## Problem requirements
Extract and reproduce the lines starting at the one containing "Exercise. Mark the rock outcrop" and ending at the one containing "pixel 1141 489", both included, with no change.

## Location identification entries

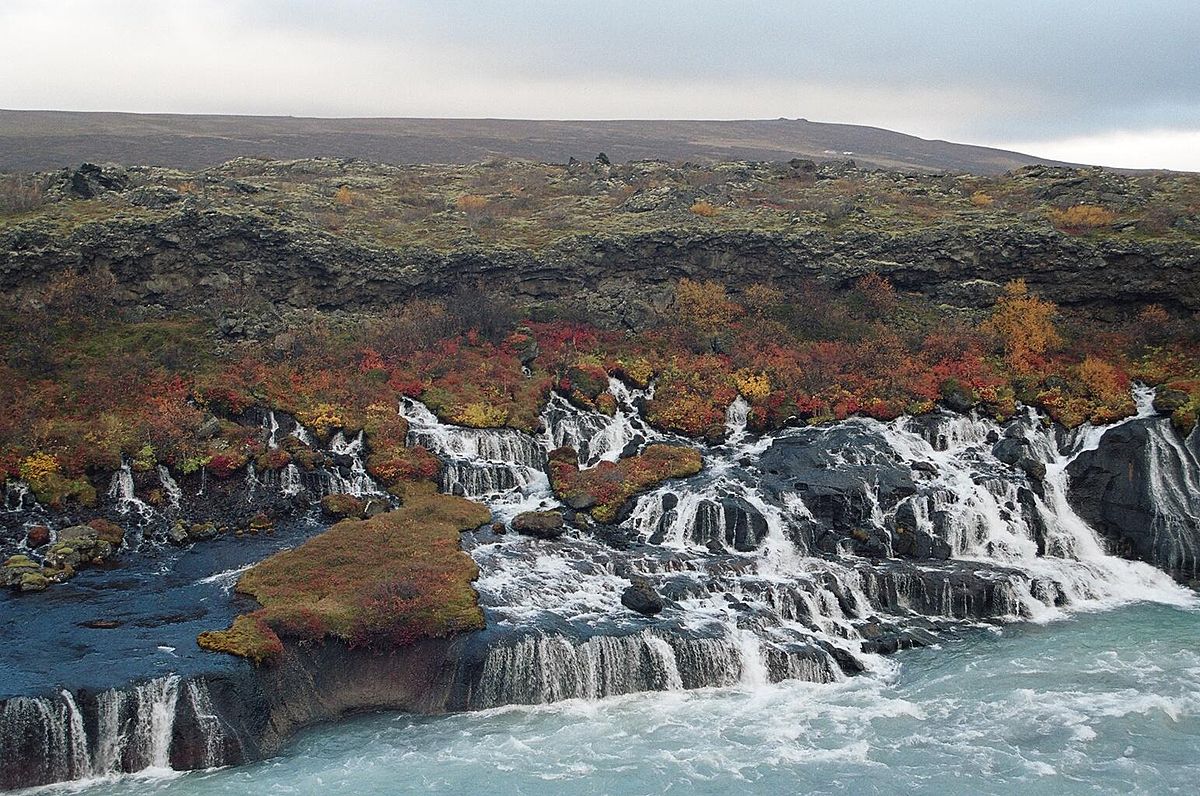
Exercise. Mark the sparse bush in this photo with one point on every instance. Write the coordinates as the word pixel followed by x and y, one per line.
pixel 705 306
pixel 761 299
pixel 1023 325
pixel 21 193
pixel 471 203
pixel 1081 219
--
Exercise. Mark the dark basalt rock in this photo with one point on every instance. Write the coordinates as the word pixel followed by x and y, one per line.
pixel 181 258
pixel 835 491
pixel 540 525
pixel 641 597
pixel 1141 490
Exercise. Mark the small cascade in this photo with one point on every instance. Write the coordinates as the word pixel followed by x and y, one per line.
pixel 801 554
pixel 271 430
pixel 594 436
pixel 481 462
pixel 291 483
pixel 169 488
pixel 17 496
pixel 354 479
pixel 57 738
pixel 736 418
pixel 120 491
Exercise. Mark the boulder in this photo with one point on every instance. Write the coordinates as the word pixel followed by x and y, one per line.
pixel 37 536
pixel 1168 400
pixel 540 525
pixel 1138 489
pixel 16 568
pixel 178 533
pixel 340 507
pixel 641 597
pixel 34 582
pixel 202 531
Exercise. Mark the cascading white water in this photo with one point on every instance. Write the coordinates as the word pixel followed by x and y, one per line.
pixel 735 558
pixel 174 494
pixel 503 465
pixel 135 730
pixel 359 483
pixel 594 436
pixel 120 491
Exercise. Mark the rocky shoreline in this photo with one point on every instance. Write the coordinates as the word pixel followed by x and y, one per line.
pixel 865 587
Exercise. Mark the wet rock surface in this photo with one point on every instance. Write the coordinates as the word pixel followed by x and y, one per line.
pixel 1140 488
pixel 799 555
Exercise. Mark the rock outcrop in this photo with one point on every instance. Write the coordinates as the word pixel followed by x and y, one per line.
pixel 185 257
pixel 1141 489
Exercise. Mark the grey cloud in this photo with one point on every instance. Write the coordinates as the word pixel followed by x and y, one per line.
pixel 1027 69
==
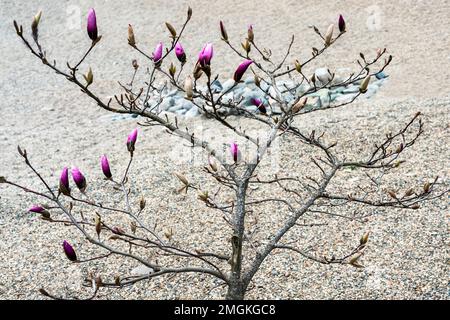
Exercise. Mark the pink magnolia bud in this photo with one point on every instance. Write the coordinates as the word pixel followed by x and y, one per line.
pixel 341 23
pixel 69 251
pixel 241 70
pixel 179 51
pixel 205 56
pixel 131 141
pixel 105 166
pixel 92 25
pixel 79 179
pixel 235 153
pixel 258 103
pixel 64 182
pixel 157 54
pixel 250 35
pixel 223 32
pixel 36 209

## Complete response
Exercise. Mark the rock outcrop in this photo with one point on every instance. Write the coordinates as the word pixel followed by x and y, one per line.
pixel 185 257
pixel 1141 489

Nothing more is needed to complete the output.